→ **Supplied text**

"""

Everyone talks about LLM “hallucinations” – when the model confidently makes stuff up. People hate this because it feels fundamentally wrong: the machine isn’t just making an error, it’s creating plausible-sounding fiction.

But hold on. Humans do this constantly. We give wrong answers with total confidence. We misremember things. We mix up facts. But we don’t call it “hallucinating.” We just say someone was wrong.

The word “hallucination” is the problem. It makes LLM errors sound alien and bizarre when they’re actually doing exactly what any pattern-matching system does: occasionally connecting dots that shouldn’t be connected. You’ve done this, I’ve done this, we’ve all done this at time…connected dots that resulted in a conclusion that was just plain wrong.

Better to think of LLMs as fallible assistants. Just like we plan for human error with double-checking and reviews, we should plan for LLM errors. When we hire people, we don’t expect perfection – we have processes for validation and oversight. We base those on the criticality of the work being done. Same principle applies here.

Expectation Mismatch: Machines Aren’t Always Calculators

The core issue? We’re stuck thinking machines should work like calculators – perfect, precise, repeatable. When a calculator gets math wrong, it’s broken. But LLMs aren’t calculators. They’re more like driven new employees: quick, helpful, usually right, but definitely not infallible. Anyone who has hired recent college grads will know they type, they can be incredibly helpful but they still need a lot of supervision, validation, and guidance.

We’re actually pretty good at accepting uncertainty in some areas. Nobody expects two doctors to give identical diagnoses. Weather forecasts change and we shrug. Poker involves luck (duh!) But when our AI assistant makes something up? Suddenly it’s a crisis.

The problem is framing. If people understood LLMs as probabilistic thinking tools instead of truth machines, the errors would feel normal. We haven’t taught users to interact with these systems like they would with a smart but imperfect human colleague, but this exactly how we should think about an LLM and how we should build systems that utilize any non-deterministic inputs.

Designing for Fallibility: Lessons from Human Systems

Look at how we handle human decision-making in critical fields. We never assume people will be perfect. Instead we use:

  • Checklists (pilots, surgeons)
  • Peer review (scientists, researchers)
  • Approval chains (business, government)
  • Appeals and audits (courts)

These systems work because they assume humans will screw up sometimes while keeping things mostly reliable.

Systems that will depend on AI need to take the same approach:

  • Verification layers: Check LLM output against reliable sources
  • Human oversight: Keep humans in charge of final decisions
  • Smart constraints: Control when and how LLMs can answer
  • Honest warnings: Tell users when the AI might be guessing

Once you accept LLMs are probabilistic, the goal changes. We should stop trying to force perfect accuracy because no matter how much we reduce errors we are never going to get to zero. Thus, we must be building robust processes around naturally imperfect reasoning tools.

"""

→ **Information supplied**
"""

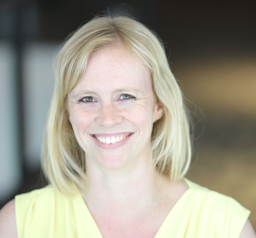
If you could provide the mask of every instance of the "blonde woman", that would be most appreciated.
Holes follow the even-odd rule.
[[[55,75],[49,185],[7,204],[1,237],[256,237],[248,210],[184,178],[189,116],[154,33],[96,17],[60,48]]]

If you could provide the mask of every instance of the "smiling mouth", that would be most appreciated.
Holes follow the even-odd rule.
[[[102,143],[105,143],[106,144],[115,144],[116,143],[121,141],[131,135],[131,134],[129,134],[128,135],[121,135],[120,136],[105,137],[94,135],[94,137]]]

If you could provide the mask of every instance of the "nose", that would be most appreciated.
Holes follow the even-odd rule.
[[[111,127],[121,123],[123,120],[121,111],[114,103],[103,103],[97,118],[97,123],[100,126]]]

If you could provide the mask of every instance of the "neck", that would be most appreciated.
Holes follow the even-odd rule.
[[[84,195],[87,205],[120,207],[125,204],[139,206],[140,203],[153,203],[160,176],[151,164],[138,163],[114,170],[90,164],[87,169],[89,188]]]

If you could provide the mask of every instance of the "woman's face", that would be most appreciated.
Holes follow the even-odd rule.
[[[68,95],[70,121],[90,163],[109,169],[145,161],[162,115],[148,69],[123,46],[97,50]]]

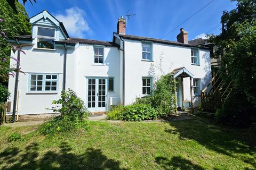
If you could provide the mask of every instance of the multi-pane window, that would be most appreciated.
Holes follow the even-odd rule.
[[[149,95],[150,94],[151,83],[151,78],[142,78],[142,94]]]
[[[194,95],[200,95],[200,79],[194,79]]]
[[[29,75],[29,91],[57,91],[57,74],[31,74]]]
[[[42,74],[30,75],[30,91],[43,91]]]
[[[151,43],[142,42],[142,60],[151,60]]]
[[[45,75],[45,91],[56,91],[57,90],[57,75]]]
[[[114,78],[108,78],[108,91],[114,92]]]
[[[54,48],[54,29],[38,27],[37,37],[38,48]]]
[[[94,47],[94,63],[103,63],[103,47]]]
[[[199,64],[198,50],[197,49],[191,49],[191,63],[193,64]]]

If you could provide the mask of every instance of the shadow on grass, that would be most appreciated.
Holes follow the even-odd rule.
[[[248,138],[255,137],[248,137],[239,130],[225,130],[203,120],[171,121],[169,123],[175,129],[167,129],[165,132],[179,135],[181,140],[196,141],[209,149],[239,159],[256,168],[255,142],[252,143],[252,140],[248,140]]]
[[[164,169],[192,170],[204,169],[201,166],[193,164],[191,161],[181,156],[174,156],[169,160],[165,157],[158,157],[155,158],[156,162]]]
[[[100,149],[87,149],[77,155],[67,143],[63,142],[60,151],[49,151],[39,157],[38,146],[33,143],[20,153],[17,148],[7,148],[0,153],[0,166],[10,164],[2,169],[127,169],[120,168],[120,163],[108,159]]]

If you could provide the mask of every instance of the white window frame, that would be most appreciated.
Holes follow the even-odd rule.
[[[102,52],[102,55],[100,55],[100,54],[95,54],[95,48],[102,48],[103,52]],[[98,46],[98,45],[95,45],[93,46],[93,63],[97,64],[104,64],[104,46]],[[95,63],[95,57],[97,56],[98,58],[98,62]],[[102,63],[99,63],[99,58],[100,57],[102,57]]]
[[[47,28],[47,29],[52,29],[54,30],[54,37],[49,37],[49,36],[41,36],[41,35],[38,35],[38,28]],[[42,47],[38,47],[37,46],[37,42],[38,42],[38,38],[44,38],[44,39],[51,39],[53,40],[53,41],[55,41],[56,40],[56,29],[55,28],[52,28],[52,27],[42,27],[42,26],[37,26],[36,27],[36,48],[44,48],[44,49],[52,49],[52,48],[42,48]],[[53,44],[53,48],[54,49],[54,44]]]
[[[113,91],[109,91],[109,79],[113,79]],[[114,93],[115,92],[115,77],[114,76],[110,76],[108,79],[108,92],[110,93]]]
[[[149,52],[148,52],[148,51],[143,51],[143,44],[148,44],[149,45],[149,48],[150,48],[150,51]],[[149,41],[141,41],[141,48],[142,48],[142,53],[141,53],[141,57],[142,57],[142,61],[152,61],[152,59],[153,59],[153,57],[152,57],[152,42],[149,42]],[[149,54],[149,59],[145,59],[145,58],[143,58],[143,53],[147,53],[147,54]]]
[[[143,79],[146,79],[146,86],[143,86]],[[150,85],[149,86],[147,86],[147,79],[149,79],[149,81],[150,81]],[[153,85],[153,79],[152,79],[152,77],[150,77],[150,76],[143,76],[142,77],[142,95],[145,95],[145,96],[147,96],[147,95],[149,95],[150,94],[151,94],[151,91],[152,90],[152,85]],[[149,94],[147,94],[147,88],[149,88]],[[146,88],[146,94],[143,94],[143,89]]]
[[[192,65],[199,65],[199,50],[198,48],[191,48],[191,51],[190,51],[190,54],[191,52],[193,51],[193,54],[194,54],[194,52],[196,51],[196,56],[192,55],[191,55],[191,63]],[[193,63],[193,61],[194,60],[196,60],[196,63]]]
[[[36,86],[31,86],[31,81],[33,81],[34,80],[31,79],[31,77],[32,75],[36,75],[37,79],[35,80],[36,81]],[[42,86],[42,90],[37,90],[37,76],[38,75],[42,75],[43,76],[42,78],[42,85],[39,86]],[[51,77],[52,75],[56,75],[57,78],[56,79],[46,79],[46,75],[51,75]],[[39,81],[40,81],[39,80]],[[51,85],[46,86],[46,82],[51,82]],[[56,86],[52,86],[52,82],[56,82]],[[59,74],[54,74],[54,73],[31,73],[29,74],[29,79],[28,79],[28,92],[36,92],[36,93],[47,93],[47,92],[57,92],[58,91],[58,87],[59,87]],[[36,87],[36,90],[31,90],[31,87]],[[52,90],[51,87],[56,86],[56,90]],[[46,90],[45,88],[46,87],[50,87],[50,90]]]
[[[198,81],[198,86],[196,85],[196,81]],[[198,88],[198,92],[195,93],[196,88]],[[201,79],[193,79],[193,93],[194,96],[200,96],[201,90]]]

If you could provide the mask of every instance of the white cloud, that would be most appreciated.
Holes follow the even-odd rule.
[[[55,17],[63,22],[70,36],[76,38],[84,38],[86,33],[92,33],[89,24],[84,18],[85,15],[84,10],[74,7],[66,9],[64,14],[55,15]]]
[[[194,39],[200,38],[202,38],[202,39],[208,39],[208,38],[207,38],[207,35],[206,33],[203,33],[196,36],[196,38],[195,38]]]

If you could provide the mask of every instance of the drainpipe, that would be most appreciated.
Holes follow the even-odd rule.
[[[125,88],[125,86],[124,86],[124,75],[125,75],[125,74],[124,74],[124,69],[125,69],[125,61],[124,61],[124,59],[125,59],[125,57],[124,57],[124,41],[123,40],[123,38],[122,38],[122,37],[120,37],[120,39],[121,40],[121,41],[123,42],[123,50],[122,50],[123,51],[123,106],[124,106],[124,88]]]
[[[64,58],[63,61],[63,83],[62,90],[66,90],[66,71],[67,69],[67,46],[66,43],[64,43]]]
[[[20,45],[19,41],[16,39],[16,42],[18,45]],[[19,62],[17,62],[16,65],[16,69],[17,70],[20,68],[20,50],[18,50],[18,57],[17,60]],[[14,85],[14,93],[13,96],[13,106],[12,106],[12,118],[13,122],[16,122],[15,114],[16,114],[16,105],[17,104],[17,92],[18,92],[18,83],[19,82],[19,71],[16,72],[16,76],[15,77],[15,85]]]

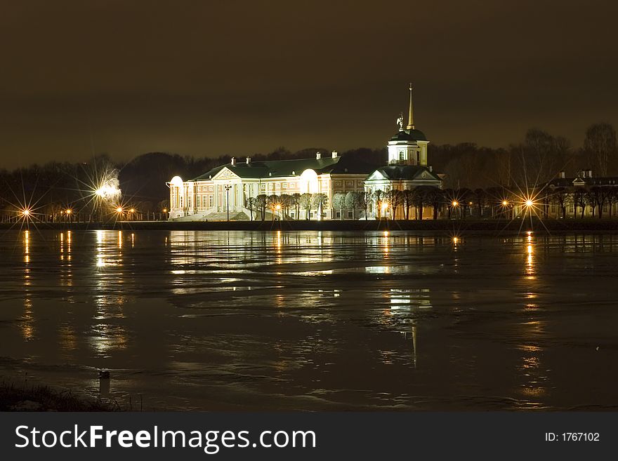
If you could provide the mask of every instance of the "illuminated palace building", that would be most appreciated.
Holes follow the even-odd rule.
[[[229,215],[230,220],[239,220],[250,219],[251,213],[254,219],[260,219],[262,210],[265,219],[361,219],[365,218],[365,208],[369,219],[389,216],[390,191],[421,185],[442,187],[441,178],[427,164],[429,141],[414,127],[412,86],[409,92],[408,123],[404,128],[403,116],[400,116],[399,131],[388,141],[386,165],[376,169],[358,159],[334,152],[294,160],[251,161],[250,157],[242,161],[232,158],[230,163],[197,178],[183,180],[175,176],[168,182],[170,219],[221,220]],[[376,194],[376,191],[381,191],[383,196],[379,192]],[[353,203],[353,197],[363,192],[368,197],[366,207]],[[307,194],[312,194],[313,199],[305,196],[301,206],[283,203],[282,196],[298,199]],[[277,201],[272,199],[273,196],[281,197],[282,203],[275,205]],[[341,203],[334,203],[337,196]],[[395,218],[402,217],[403,206],[395,208]]]

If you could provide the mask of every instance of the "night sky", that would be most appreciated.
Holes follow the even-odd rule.
[[[0,15],[0,166],[437,144],[618,124],[606,1],[25,0]]]

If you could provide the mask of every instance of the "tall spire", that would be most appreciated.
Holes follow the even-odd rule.
[[[408,126],[407,130],[414,129],[414,116],[412,114],[412,84],[410,83],[410,110],[408,112]]]

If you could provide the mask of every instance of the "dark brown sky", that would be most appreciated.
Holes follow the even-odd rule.
[[[24,0],[0,14],[0,166],[380,147],[618,124],[615,2]],[[92,142],[91,142],[92,140]]]

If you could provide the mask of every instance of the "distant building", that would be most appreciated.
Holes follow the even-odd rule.
[[[550,218],[615,217],[618,213],[618,178],[595,178],[592,170],[580,171],[574,178],[564,172],[547,183],[544,206]]]
[[[380,190],[386,194],[381,202],[381,208],[376,209],[373,203],[370,215],[376,218],[391,213],[388,194],[391,190],[412,190],[419,186],[442,188],[442,178],[428,165],[427,145],[429,141],[425,134],[414,126],[412,109],[412,85],[410,83],[410,102],[408,110],[408,124],[403,128],[403,116],[397,120],[399,132],[388,140],[388,164],[372,173],[365,180],[368,194]],[[377,206],[381,206],[380,203]],[[405,212],[402,206],[395,211],[395,218],[402,219]],[[429,213],[423,213],[429,217]]]
[[[315,159],[238,162],[234,158],[188,181],[176,176],[169,183],[170,188],[170,219],[186,220],[219,220],[227,219],[229,209],[232,220],[249,220],[249,200],[258,195],[270,196],[294,194],[324,194],[328,199],[322,210],[308,211],[310,219],[331,219],[334,195],[337,192],[361,192],[371,168],[332,152],[322,156],[318,152]],[[257,215],[255,207],[254,217]],[[267,218],[272,218],[272,210]],[[317,216],[318,213],[321,216]],[[350,211],[350,219],[358,219],[360,210]],[[280,212],[275,211],[276,218]],[[305,218],[306,211],[290,210],[292,219]]]
[[[175,176],[167,183],[169,187],[169,218],[180,220],[232,220],[261,219],[252,201],[259,196],[270,197],[303,194],[323,194],[326,206],[312,209],[289,208],[286,218],[305,219],[360,219],[365,218],[364,207],[354,205],[345,208],[336,207],[334,197],[338,194],[366,192],[367,218],[388,216],[388,210],[378,210],[383,201],[374,199],[376,191],[388,193],[403,191],[418,186],[442,187],[442,180],[427,164],[427,145],[425,135],[416,130],[412,114],[412,88],[408,125],[403,128],[403,116],[397,120],[399,132],[388,141],[388,164],[375,169],[357,159],[339,156],[337,152],[322,156],[318,152],[315,159],[244,161],[232,158],[197,178],[183,180]],[[250,206],[250,205],[251,205]],[[250,208],[251,209],[250,209]],[[381,213],[383,211],[383,213]],[[265,219],[283,218],[283,211],[267,209]],[[342,215],[343,213],[343,215]],[[273,216],[274,214],[274,216]],[[397,218],[401,218],[397,213]],[[426,215],[428,216],[428,213]]]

"""

→ **Required action A**
In the essay on LLM hallucinations, which human safeguard does the list pair with courts?
→ **Required action B**
Reproduce the passage of the essay on LLM hallucinations that starts at the words "The problem is" and ends after the words "things mostly reliable.".

→ **Solution A**
Appeals and audits.

→ **Solution B**
The problem is framing. If people understood LLMs as probabilistic thinking tools instead of truth machines, the errors would feel normal. We haven’t taught users to interact with these systems like they would with a smart but imperfect human colleague, but this exactly how we should think about an LLM and how we should build systems that utilize any non-deterministic inputs.

Designing for Fallibility: Lessons from Human Systems

Look at how we handle human decision-making in critical fields. We never assume people will be perfect. Instead we use:

  • Checklists (pilots, surgeons)
  • Peer review (scientists, researchers)
  • Approval chains (business, government)
  • Appeals and audits (courts)

These systems work because they assume humans will screw up sometimes while keeping things mostly reliable.